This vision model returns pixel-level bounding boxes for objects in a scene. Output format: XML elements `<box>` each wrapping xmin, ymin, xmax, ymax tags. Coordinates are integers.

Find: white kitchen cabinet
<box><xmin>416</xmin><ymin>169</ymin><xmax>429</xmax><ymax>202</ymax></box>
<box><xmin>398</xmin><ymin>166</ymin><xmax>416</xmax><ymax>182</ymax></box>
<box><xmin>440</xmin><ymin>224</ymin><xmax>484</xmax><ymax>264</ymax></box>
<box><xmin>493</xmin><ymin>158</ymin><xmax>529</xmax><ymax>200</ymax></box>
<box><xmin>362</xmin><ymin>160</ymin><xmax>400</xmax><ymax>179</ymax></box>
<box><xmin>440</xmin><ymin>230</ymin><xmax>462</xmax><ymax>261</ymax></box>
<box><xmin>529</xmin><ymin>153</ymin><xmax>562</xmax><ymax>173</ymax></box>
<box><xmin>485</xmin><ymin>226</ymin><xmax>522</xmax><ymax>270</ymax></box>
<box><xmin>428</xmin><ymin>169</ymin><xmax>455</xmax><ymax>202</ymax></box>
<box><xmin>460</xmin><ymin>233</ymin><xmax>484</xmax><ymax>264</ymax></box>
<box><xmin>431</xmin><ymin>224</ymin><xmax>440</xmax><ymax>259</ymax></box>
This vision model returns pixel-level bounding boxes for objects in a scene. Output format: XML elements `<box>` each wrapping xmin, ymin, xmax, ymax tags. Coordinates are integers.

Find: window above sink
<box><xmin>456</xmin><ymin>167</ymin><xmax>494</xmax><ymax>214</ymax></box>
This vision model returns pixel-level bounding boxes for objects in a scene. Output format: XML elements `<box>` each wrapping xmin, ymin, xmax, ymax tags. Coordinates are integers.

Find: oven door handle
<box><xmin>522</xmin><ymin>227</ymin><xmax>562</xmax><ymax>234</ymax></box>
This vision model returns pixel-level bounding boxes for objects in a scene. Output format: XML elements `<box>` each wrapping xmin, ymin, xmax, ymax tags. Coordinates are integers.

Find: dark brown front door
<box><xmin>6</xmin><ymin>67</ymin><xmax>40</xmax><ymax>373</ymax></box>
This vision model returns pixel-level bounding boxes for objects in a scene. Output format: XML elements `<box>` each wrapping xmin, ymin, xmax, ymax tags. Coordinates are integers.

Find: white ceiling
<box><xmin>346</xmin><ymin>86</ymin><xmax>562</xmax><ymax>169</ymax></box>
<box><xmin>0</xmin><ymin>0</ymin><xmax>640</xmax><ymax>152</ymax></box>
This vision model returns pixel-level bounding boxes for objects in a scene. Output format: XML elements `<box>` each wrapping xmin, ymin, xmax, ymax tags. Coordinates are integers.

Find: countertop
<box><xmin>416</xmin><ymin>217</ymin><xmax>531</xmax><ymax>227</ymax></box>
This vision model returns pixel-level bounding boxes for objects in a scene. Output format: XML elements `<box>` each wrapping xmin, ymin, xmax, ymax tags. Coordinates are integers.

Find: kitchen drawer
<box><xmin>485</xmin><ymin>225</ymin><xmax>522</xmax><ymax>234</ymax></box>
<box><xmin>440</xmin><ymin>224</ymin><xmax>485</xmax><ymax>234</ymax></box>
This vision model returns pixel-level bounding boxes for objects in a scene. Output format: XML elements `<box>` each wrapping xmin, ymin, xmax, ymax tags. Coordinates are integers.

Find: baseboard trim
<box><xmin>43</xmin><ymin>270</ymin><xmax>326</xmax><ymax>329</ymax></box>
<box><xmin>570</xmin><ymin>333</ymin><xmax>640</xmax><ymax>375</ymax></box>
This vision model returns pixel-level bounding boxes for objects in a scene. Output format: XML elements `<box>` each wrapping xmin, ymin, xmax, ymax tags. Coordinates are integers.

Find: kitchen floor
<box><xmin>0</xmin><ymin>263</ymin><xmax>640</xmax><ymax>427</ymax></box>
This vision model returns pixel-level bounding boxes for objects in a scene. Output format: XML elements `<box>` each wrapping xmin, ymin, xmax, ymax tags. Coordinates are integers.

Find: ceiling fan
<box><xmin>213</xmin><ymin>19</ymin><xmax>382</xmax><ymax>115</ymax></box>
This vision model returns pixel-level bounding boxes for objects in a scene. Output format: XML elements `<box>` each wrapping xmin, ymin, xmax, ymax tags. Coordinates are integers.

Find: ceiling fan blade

* * *

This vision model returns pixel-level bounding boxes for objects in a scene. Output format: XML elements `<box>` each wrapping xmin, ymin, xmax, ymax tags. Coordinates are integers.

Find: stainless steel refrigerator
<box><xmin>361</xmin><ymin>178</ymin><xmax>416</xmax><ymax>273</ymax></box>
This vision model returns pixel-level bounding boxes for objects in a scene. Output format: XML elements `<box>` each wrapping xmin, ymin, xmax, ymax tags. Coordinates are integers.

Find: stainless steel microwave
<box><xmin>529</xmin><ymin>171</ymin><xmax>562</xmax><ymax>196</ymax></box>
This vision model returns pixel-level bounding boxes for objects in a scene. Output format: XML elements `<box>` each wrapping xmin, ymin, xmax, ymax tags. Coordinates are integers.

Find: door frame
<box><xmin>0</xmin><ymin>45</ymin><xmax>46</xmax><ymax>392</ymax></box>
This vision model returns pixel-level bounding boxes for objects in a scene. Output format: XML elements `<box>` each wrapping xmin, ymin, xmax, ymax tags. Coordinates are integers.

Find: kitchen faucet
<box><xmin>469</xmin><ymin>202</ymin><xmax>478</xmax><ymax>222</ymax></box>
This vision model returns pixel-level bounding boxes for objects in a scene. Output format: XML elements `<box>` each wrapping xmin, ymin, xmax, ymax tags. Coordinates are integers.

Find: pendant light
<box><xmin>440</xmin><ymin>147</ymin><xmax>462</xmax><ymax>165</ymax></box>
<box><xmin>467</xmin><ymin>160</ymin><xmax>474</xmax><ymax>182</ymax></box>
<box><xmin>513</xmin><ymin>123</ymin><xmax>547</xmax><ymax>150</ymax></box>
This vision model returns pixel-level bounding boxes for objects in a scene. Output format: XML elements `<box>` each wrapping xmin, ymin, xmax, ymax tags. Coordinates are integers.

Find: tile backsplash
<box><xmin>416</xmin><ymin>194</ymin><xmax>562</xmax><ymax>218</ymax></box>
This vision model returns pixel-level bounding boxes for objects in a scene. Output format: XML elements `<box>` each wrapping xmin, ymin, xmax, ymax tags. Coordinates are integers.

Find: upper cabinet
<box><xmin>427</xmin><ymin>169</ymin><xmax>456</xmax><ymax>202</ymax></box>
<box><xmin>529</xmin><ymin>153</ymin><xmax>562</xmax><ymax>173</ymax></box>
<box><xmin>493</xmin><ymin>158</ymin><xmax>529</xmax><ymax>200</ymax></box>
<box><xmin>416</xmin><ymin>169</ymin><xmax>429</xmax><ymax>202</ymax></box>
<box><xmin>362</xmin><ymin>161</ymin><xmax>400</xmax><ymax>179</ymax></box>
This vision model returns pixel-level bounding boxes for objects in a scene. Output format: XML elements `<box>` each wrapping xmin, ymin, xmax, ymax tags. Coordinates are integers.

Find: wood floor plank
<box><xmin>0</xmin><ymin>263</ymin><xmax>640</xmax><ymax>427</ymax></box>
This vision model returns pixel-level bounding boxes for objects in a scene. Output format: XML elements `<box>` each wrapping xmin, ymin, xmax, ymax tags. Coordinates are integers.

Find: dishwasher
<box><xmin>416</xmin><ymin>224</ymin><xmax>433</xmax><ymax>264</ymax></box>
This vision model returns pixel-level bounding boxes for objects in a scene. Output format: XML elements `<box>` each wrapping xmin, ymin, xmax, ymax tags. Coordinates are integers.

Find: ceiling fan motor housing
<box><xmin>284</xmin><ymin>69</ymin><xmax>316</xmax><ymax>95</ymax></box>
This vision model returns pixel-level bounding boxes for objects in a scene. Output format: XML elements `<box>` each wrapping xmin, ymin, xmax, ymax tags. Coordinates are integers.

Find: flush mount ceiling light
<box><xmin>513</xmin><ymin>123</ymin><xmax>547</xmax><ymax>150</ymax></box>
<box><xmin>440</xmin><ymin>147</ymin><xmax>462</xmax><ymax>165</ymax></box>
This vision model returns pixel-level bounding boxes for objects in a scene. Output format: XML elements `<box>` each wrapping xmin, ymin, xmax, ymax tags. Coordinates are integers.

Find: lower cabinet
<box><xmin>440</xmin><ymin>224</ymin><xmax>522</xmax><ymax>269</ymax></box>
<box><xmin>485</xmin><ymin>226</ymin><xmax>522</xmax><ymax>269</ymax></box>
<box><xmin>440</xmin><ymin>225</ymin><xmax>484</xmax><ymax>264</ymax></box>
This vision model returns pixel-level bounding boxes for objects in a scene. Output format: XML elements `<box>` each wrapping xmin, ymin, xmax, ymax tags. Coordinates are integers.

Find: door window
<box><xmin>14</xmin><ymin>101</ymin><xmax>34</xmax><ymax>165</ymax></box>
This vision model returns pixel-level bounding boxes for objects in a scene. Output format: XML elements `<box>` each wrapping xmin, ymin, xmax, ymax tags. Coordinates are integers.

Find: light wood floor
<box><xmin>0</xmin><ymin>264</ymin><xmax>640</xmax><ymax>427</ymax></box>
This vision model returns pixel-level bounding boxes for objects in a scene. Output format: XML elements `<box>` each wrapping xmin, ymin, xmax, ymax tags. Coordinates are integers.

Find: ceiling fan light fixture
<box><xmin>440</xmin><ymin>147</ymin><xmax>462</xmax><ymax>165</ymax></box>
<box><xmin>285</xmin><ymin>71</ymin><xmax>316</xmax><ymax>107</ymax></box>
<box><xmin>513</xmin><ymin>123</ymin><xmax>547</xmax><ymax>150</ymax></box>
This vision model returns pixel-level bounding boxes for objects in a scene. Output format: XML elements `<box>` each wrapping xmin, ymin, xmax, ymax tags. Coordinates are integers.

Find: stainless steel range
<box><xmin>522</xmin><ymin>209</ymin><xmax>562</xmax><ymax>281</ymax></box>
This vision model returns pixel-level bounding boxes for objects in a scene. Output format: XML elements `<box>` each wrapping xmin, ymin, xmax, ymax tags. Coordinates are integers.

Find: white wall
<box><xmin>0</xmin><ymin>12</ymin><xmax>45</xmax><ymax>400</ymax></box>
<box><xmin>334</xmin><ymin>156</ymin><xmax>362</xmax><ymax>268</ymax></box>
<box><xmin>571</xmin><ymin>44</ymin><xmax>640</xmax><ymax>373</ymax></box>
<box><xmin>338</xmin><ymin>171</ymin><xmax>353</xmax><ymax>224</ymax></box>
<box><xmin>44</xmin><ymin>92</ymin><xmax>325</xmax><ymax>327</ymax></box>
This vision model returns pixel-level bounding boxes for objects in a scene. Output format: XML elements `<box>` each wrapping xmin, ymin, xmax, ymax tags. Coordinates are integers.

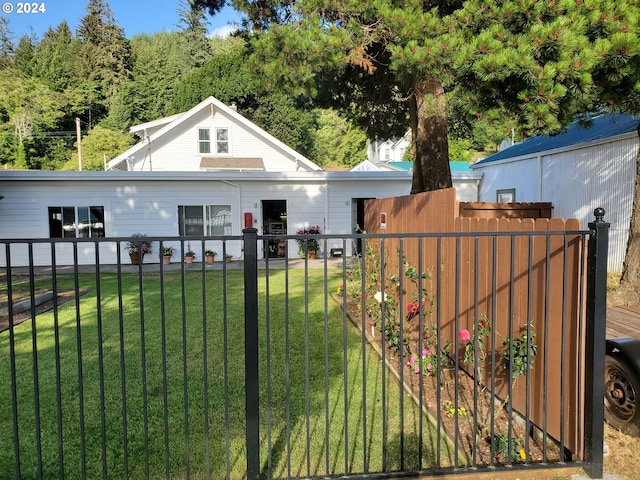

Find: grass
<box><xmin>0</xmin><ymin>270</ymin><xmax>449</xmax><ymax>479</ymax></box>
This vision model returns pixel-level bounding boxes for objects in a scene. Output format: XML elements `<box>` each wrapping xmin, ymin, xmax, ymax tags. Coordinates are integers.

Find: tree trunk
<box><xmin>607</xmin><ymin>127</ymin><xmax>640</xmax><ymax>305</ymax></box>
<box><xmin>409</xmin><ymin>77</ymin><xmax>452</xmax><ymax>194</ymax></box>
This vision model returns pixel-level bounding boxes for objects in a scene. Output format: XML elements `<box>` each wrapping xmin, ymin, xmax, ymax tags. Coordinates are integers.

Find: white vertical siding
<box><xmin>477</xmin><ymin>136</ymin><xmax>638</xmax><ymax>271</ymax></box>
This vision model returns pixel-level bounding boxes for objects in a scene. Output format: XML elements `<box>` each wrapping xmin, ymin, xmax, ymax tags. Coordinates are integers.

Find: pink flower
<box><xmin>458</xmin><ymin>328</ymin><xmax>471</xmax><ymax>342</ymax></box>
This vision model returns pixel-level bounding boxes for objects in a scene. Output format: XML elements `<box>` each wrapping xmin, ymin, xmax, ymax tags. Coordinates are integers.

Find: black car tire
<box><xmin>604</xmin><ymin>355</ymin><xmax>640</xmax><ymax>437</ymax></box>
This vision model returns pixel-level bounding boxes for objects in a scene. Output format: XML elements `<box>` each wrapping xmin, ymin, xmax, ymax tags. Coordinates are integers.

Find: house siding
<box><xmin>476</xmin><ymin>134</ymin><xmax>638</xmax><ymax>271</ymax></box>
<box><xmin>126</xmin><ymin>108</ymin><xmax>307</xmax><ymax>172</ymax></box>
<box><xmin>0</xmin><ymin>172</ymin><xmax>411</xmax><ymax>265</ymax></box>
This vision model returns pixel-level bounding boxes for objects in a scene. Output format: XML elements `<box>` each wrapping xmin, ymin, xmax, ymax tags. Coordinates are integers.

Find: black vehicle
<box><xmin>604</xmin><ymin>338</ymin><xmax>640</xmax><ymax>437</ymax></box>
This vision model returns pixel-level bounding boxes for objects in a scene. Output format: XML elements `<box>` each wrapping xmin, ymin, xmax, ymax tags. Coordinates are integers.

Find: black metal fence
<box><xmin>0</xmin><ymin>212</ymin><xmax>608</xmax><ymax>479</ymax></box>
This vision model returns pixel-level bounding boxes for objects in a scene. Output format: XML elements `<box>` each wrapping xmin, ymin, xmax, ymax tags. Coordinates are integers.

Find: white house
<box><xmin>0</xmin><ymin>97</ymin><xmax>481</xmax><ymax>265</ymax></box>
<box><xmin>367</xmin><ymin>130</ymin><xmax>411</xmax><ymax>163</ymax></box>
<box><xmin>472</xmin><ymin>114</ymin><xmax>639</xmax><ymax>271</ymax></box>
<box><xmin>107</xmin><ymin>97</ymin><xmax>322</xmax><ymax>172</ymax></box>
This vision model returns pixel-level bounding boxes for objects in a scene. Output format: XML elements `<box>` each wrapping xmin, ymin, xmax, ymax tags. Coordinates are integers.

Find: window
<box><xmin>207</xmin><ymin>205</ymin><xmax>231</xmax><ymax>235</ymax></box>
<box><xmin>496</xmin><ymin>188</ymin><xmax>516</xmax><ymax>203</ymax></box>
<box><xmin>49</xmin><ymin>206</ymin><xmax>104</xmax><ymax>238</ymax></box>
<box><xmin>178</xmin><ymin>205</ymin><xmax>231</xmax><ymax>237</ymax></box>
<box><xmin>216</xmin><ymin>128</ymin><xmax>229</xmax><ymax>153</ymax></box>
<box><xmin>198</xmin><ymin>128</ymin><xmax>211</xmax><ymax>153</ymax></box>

_SET PROBLEM_:
Count the lines of the records that contain the word "door", with case counting, and give only the number.

_TASK OUTPUT_:
4